### Lavoro richiesto
Individua e copia ogni riga seguente che contiene la stringa "instance". Maiuscole e minuscole contano.

### Voci del dataset

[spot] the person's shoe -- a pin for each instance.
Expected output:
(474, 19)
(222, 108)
--
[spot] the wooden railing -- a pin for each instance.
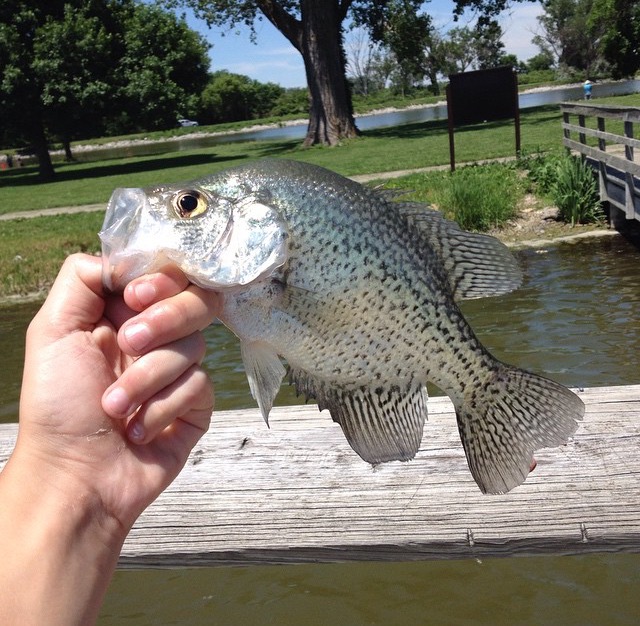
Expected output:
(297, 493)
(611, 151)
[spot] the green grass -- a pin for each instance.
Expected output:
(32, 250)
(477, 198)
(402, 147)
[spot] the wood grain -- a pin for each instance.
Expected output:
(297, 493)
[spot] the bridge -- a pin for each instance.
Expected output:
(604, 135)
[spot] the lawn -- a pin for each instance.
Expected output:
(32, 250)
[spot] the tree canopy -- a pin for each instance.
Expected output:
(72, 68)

### Risposta qui sotto
[spot] the person's shoe -- a pin for each instance.
[spot] the wooden railing -- a pin for each instance.
[spot] the green grass -- a pin for each instance.
[spot] the wood grain -- a pin for each instance.
[spot] the bridge -- a pin for each instance.
[spot] the lawn -- a pin for each instance.
[spot] the tree canopy -- a pin for each instance.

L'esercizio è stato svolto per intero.